SOURCE >>
[BEGIN]
A plasma reactor is provided, which includes a discharge chamber with dimensional characteristics and configuration of dielectric and electrodes so as to enhance efficiency based on the characteristics of the corona discharge streamers generated. Upon application of a pulsed high voltage potential, the discharge chamber enables formation of plasma where surface streamers play a greater role in the overall energy density of the discharge chamber than gas streamers. The formation of gas streamers is constrained. Because surface streamers have a higher energy density, the present invention is able to achieve improved energy efficiency while preserving effectiveness for gas treatment.

Claims

exact text as granted — not AI-modified
1. A plasma reactor for the treatment of a gas, comprising:
 a gas inlet for receiving the gas prior to treatment; 
 a discharge chamber connected to the gas inlet and having a first electrode, a second electrode, and a dielectric positioned adjacent to the first and second electrodes, wherein the discharge chamber is adapted to receive the gas from the gas inlet; 
 a circuit in electrical communication with the discharge chamber for creating a pulsed electrical potential between the first electrode and the second electrode at a voltage and current capable of producing a corona discharge having surface streamers and gas streamers; and 
 a gas outlet connected to the discharge chamber for releasing gas from the plasma reactor after treatment; 
 wherein surface portions of the dielectric are substantially perpendicular to the first and second electrodes such that an electric field between the first and second electrodes is substantially parallel to the surface portions; 
 wherein the first electrode, second electrode, and dielectric are configured such that a width of the discharge chamber is equal to one-half or less times the length of the discharge chamber so as to constrain the formation of gas streamers between the first electrode and the second electrode such that a greater portion of overall energy density within the discharge chamber is due to the surface streamers than is due to the gas streamers.
[END]
STATED GOAL A >> From the plasma reactor text, extract the passage that begins at the words "A plasma reactor is" and stops after the words "for gas treatment.", copied word for word.

DATA SUPPLIED >>
[BEGIN]
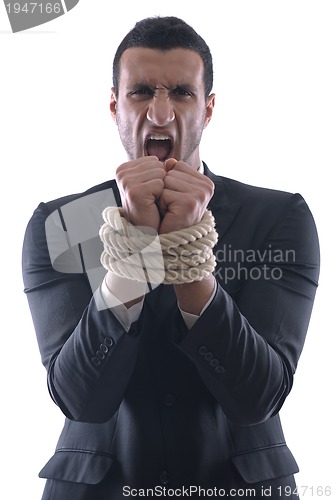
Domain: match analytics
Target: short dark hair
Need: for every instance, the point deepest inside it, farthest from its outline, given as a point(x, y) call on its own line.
point(165, 33)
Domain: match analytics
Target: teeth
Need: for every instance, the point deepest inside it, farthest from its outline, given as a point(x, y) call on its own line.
point(159, 137)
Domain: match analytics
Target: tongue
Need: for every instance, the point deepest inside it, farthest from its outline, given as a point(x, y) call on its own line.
point(161, 149)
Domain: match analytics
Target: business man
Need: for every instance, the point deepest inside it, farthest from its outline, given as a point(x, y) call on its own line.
point(172, 388)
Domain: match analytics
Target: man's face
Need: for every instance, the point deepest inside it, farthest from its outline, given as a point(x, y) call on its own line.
point(161, 108)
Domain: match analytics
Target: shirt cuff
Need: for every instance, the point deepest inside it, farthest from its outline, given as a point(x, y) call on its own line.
point(125, 316)
point(191, 319)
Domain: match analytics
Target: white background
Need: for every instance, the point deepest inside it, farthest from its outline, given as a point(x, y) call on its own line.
point(273, 127)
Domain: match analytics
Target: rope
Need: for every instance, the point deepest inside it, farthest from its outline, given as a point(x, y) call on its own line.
point(140, 254)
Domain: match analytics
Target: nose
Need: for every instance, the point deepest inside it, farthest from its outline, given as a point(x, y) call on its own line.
point(160, 111)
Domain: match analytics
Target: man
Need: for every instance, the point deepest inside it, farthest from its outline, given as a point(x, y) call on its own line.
point(170, 389)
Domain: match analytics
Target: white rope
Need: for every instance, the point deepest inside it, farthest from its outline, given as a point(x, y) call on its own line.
point(177, 257)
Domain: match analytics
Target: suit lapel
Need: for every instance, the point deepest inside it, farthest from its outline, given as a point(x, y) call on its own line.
point(163, 299)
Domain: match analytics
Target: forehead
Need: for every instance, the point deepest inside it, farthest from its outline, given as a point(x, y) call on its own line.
point(154, 67)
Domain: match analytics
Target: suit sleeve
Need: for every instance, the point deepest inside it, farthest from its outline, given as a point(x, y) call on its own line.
point(80, 341)
point(246, 349)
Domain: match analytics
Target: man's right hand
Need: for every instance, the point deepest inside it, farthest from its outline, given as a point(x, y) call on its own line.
point(141, 182)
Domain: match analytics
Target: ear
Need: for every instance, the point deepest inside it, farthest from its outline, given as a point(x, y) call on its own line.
point(113, 105)
point(209, 108)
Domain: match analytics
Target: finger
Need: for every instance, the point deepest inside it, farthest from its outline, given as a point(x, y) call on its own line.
point(169, 164)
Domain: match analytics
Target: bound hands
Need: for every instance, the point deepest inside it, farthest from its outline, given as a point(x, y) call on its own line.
point(165, 196)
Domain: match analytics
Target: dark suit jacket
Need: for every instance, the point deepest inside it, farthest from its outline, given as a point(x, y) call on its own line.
point(160, 405)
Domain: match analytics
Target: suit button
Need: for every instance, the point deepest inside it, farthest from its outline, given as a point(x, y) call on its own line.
point(164, 477)
point(169, 400)
point(208, 356)
point(96, 361)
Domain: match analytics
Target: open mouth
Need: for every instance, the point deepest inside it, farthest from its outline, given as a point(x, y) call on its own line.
point(158, 145)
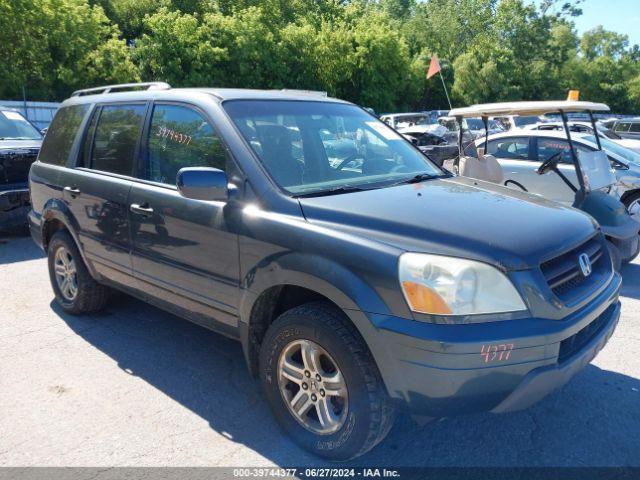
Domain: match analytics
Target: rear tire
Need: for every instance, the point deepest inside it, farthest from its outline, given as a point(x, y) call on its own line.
point(363, 412)
point(75, 289)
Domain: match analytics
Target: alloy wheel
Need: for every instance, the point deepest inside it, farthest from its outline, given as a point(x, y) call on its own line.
point(313, 387)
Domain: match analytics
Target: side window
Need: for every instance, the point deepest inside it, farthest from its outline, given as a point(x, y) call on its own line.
point(116, 138)
point(180, 137)
point(514, 147)
point(550, 146)
point(61, 134)
point(622, 127)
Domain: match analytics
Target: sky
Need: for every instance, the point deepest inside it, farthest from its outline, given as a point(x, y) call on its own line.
point(621, 16)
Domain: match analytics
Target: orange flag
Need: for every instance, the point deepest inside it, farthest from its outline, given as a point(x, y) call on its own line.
point(434, 67)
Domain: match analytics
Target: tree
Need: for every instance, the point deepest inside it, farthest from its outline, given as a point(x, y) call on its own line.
point(54, 46)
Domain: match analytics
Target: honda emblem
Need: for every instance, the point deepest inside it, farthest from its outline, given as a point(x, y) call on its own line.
point(585, 264)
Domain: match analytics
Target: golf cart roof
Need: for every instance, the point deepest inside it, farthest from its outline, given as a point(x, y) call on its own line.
point(527, 108)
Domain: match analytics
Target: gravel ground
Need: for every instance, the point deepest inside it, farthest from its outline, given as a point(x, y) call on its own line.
point(135, 386)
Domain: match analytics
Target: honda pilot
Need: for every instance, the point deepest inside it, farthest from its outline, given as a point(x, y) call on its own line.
point(360, 278)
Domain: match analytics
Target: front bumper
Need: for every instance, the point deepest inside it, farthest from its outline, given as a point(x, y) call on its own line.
point(442, 370)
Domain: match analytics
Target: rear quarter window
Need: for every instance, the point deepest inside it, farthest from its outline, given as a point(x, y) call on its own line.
point(116, 138)
point(61, 134)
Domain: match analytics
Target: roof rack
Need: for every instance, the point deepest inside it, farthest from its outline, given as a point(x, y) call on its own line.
point(317, 93)
point(122, 87)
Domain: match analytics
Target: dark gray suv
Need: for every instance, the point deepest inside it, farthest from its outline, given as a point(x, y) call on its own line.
point(359, 277)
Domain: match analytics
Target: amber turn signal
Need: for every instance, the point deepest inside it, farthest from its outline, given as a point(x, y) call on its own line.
point(423, 299)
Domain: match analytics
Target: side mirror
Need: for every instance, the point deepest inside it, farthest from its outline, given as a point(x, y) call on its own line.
point(203, 183)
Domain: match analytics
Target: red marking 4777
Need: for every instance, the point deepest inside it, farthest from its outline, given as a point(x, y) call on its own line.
point(497, 352)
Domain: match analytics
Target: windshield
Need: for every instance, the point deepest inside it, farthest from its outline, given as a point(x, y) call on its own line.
point(473, 124)
point(311, 147)
point(523, 121)
point(613, 147)
point(13, 126)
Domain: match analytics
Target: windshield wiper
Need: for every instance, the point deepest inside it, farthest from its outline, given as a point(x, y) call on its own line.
point(332, 191)
point(420, 177)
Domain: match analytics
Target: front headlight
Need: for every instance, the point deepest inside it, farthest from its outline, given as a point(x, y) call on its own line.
point(439, 285)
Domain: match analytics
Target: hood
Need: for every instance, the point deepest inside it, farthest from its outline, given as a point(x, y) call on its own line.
point(459, 217)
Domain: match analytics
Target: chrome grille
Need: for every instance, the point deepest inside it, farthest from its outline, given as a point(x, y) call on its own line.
point(564, 276)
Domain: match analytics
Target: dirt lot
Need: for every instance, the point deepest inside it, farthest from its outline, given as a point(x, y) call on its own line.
point(137, 386)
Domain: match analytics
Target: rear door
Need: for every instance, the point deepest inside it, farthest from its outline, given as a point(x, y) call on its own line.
point(97, 190)
point(183, 249)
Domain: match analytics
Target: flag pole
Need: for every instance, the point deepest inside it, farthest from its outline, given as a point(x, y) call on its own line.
point(445, 89)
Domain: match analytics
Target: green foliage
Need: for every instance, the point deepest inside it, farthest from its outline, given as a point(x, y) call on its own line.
point(372, 52)
point(54, 46)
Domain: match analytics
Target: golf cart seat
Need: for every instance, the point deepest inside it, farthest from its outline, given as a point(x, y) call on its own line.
point(485, 167)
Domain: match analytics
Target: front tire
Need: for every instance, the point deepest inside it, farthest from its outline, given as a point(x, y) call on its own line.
point(75, 289)
point(322, 383)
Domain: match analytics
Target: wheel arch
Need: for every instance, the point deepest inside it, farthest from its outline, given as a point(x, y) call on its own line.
point(277, 287)
point(55, 217)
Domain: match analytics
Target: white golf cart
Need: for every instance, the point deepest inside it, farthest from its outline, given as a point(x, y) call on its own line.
point(593, 171)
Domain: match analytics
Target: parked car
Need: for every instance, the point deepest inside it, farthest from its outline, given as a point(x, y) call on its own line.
point(355, 289)
point(403, 120)
point(585, 127)
point(437, 148)
point(592, 180)
point(521, 153)
point(472, 128)
point(628, 128)
point(19, 145)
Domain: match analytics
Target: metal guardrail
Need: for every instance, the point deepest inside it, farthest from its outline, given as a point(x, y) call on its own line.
point(38, 113)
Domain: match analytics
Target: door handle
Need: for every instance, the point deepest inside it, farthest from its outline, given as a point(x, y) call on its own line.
point(73, 191)
point(144, 209)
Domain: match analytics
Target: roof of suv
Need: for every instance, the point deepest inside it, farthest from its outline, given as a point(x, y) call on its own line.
point(219, 93)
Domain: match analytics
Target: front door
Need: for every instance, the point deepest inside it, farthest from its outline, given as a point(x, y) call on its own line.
point(97, 190)
point(183, 249)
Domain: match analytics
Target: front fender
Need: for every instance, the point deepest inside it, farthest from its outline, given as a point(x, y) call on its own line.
point(56, 209)
point(314, 272)
point(337, 283)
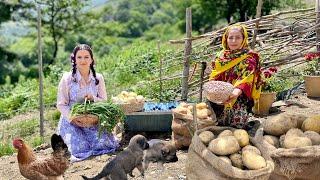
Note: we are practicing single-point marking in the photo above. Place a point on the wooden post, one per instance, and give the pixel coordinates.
(187, 52)
(317, 22)
(255, 31)
(40, 72)
(160, 71)
(203, 68)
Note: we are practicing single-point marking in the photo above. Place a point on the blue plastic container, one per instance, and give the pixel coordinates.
(155, 117)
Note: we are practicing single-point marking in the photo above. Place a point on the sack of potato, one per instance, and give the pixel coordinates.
(129, 101)
(293, 142)
(183, 125)
(226, 153)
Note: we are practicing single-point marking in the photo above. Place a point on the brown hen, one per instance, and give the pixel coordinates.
(48, 168)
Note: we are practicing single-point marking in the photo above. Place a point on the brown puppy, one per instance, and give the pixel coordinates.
(159, 151)
(126, 161)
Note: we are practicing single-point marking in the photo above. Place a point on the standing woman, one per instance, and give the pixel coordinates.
(82, 82)
(240, 66)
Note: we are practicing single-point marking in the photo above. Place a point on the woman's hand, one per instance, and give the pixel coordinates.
(234, 95)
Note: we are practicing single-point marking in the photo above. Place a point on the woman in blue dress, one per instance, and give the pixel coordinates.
(82, 82)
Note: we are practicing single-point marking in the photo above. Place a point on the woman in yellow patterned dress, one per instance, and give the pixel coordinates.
(240, 66)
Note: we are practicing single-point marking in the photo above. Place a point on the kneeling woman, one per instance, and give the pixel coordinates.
(82, 82)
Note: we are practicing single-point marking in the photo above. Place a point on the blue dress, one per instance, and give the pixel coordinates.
(84, 142)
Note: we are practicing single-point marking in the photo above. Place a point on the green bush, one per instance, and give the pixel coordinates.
(6, 149)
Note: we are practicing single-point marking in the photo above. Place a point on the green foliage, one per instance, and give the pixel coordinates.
(6, 149)
(23, 128)
(313, 68)
(53, 117)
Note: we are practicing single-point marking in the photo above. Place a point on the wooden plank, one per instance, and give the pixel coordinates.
(40, 72)
(187, 52)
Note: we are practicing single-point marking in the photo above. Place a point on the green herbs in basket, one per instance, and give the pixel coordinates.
(109, 113)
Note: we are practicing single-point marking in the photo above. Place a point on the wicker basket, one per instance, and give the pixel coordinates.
(132, 107)
(217, 91)
(87, 120)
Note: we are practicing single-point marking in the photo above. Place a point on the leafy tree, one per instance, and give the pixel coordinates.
(6, 57)
(59, 18)
(206, 13)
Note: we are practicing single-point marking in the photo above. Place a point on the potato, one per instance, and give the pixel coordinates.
(311, 124)
(273, 140)
(201, 106)
(242, 136)
(182, 110)
(251, 149)
(202, 114)
(253, 161)
(313, 136)
(206, 137)
(299, 117)
(296, 142)
(131, 100)
(236, 160)
(225, 133)
(225, 159)
(279, 124)
(183, 104)
(224, 145)
(295, 132)
(281, 140)
(140, 98)
(132, 94)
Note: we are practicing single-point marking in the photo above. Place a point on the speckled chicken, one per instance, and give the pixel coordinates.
(47, 168)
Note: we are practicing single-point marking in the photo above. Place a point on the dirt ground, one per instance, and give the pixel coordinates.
(9, 166)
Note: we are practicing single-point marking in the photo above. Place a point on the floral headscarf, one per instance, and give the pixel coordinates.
(244, 32)
(239, 67)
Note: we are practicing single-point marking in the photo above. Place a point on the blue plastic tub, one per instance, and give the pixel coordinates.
(155, 117)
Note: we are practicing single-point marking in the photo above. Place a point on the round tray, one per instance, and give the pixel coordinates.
(217, 91)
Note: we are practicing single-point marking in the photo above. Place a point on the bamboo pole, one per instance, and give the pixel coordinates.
(317, 22)
(255, 31)
(40, 72)
(187, 52)
(203, 68)
(160, 71)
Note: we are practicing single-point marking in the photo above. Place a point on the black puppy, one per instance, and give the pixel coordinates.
(160, 152)
(126, 161)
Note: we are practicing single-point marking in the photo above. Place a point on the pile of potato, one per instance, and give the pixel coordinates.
(182, 124)
(292, 131)
(234, 148)
(128, 98)
(203, 112)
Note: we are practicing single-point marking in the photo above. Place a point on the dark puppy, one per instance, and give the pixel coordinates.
(160, 152)
(126, 161)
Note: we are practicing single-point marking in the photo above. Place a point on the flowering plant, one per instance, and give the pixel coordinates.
(313, 67)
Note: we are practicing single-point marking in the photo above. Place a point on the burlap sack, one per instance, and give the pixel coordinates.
(202, 164)
(183, 123)
(180, 127)
(295, 163)
(181, 141)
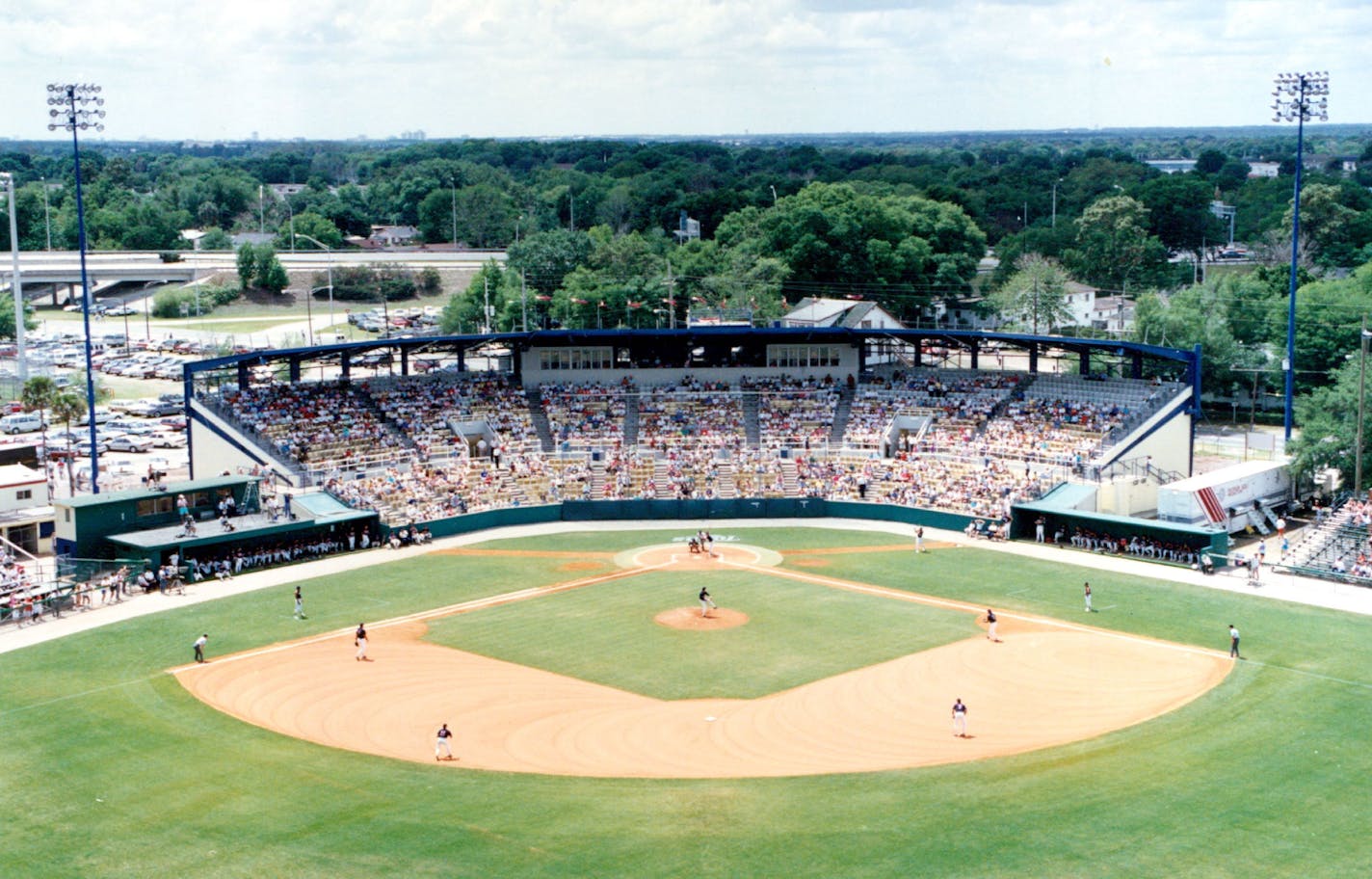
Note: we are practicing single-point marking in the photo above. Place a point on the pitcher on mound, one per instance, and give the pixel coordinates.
(705, 601)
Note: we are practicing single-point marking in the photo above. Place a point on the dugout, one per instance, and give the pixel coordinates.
(145, 523)
(1060, 514)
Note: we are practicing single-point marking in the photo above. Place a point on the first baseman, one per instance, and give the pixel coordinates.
(442, 750)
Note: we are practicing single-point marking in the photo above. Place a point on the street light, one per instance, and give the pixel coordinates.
(1295, 99)
(329, 268)
(47, 217)
(80, 110)
(15, 280)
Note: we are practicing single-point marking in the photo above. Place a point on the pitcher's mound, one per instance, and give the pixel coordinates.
(690, 620)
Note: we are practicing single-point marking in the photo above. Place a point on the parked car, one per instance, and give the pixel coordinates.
(84, 448)
(129, 442)
(168, 440)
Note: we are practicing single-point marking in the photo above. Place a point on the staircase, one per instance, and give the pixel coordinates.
(725, 485)
(536, 413)
(790, 485)
(662, 482)
(752, 433)
(630, 420)
(598, 478)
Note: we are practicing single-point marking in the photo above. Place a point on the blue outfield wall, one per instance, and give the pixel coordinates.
(695, 510)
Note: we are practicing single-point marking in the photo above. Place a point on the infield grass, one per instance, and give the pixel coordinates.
(116, 771)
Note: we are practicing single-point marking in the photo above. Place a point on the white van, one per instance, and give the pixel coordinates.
(21, 422)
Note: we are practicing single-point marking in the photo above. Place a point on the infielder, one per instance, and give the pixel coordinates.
(960, 718)
(442, 750)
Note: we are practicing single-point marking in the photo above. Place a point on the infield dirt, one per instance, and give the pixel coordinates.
(1045, 682)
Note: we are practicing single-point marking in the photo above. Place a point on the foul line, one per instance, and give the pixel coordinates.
(963, 606)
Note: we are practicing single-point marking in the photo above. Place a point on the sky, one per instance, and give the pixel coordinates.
(339, 68)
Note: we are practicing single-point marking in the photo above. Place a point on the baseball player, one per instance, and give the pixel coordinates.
(359, 642)
(442, 750)
(705, 601)
(960, 718)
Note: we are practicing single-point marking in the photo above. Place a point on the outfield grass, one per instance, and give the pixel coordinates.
(116, 771)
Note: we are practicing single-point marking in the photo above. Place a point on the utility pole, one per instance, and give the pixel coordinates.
(486, 309)
(672, 297)
(16, 281)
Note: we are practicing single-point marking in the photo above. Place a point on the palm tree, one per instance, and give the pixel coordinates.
(38, 394)
(68, 407)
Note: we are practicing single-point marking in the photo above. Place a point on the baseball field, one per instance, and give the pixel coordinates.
(602, 728)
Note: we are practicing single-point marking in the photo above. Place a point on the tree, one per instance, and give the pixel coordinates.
(248, 265)
(38, 396)
(834, 236)
(1035, 296)
(464, 312)
(1329, 315)
(1329, 426)
(1115, 248)
(1178, 212)
(543, 258)
(7, 320)
(216, 238)
(1324, 223)
(67, 407)
(1210, 161)
(271, 274)
(311, 224)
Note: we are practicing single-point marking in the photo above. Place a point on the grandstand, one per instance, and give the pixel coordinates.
(718, 413)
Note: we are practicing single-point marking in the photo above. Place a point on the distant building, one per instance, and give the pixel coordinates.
(26, 517)
(1112, 313)
(854, 313)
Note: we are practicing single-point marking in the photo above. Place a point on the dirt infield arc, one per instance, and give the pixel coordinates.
(1045, 682)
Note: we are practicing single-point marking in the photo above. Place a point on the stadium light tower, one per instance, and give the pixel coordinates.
(76, 109)
(1298, 96)
(15, 280)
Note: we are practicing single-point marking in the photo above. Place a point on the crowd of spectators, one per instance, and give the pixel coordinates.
(317, 423)
(690, 411)
(586, 413)
(795, 413)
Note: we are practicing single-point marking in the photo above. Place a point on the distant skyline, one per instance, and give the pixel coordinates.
(330, 70)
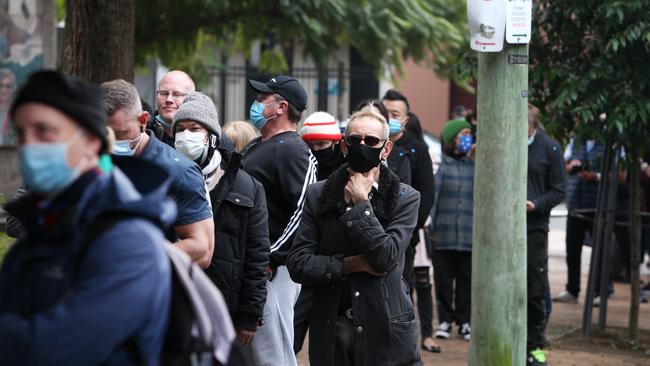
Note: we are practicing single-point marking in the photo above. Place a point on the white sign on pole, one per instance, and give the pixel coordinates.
(518, 19)
(487, 24)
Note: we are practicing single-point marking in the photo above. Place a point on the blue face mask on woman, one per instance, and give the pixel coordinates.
(45, 168)
(256, 114)
(394, 126)
(465, 144)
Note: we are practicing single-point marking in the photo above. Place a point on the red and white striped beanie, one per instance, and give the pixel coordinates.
(320, 126)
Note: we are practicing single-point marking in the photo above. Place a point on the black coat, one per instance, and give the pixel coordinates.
(241, 242)
(380, 230)
(399, 162)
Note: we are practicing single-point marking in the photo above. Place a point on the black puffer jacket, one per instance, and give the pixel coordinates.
(241, 252)
(380, 229)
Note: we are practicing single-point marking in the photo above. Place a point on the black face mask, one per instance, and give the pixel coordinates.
(363, 158)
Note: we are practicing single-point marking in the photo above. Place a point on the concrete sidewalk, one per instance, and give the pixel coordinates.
(565, 319)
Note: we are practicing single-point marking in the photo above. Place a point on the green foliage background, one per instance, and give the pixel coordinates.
(590, 71)
(188, 34)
[END]
STATED GOAL B >> Count the lines in the entries that contain the string "golf", and reply with the number only.

CORRECT RESULT A >>
A plasma reactor is provided, which includes a discharge chamber with dimensional characteristics and configuration of dielectric and electrodes so as to enhance efficiency based on the characteristics of the corona discharge streamers generated. Upon application of a pulsed high voltage potential, the discharge chamber enables formation of plasma where surface streamers play a greater role in the overall energy density of the discharge chamber than gas streamers. The formation of gas streamers is constrained. Because surface streamers have a higher energy density, the present invention is able to achieve improved energy efficiency while preserving effectiveness for gas treatment.

CORRECT RESULT B >> 3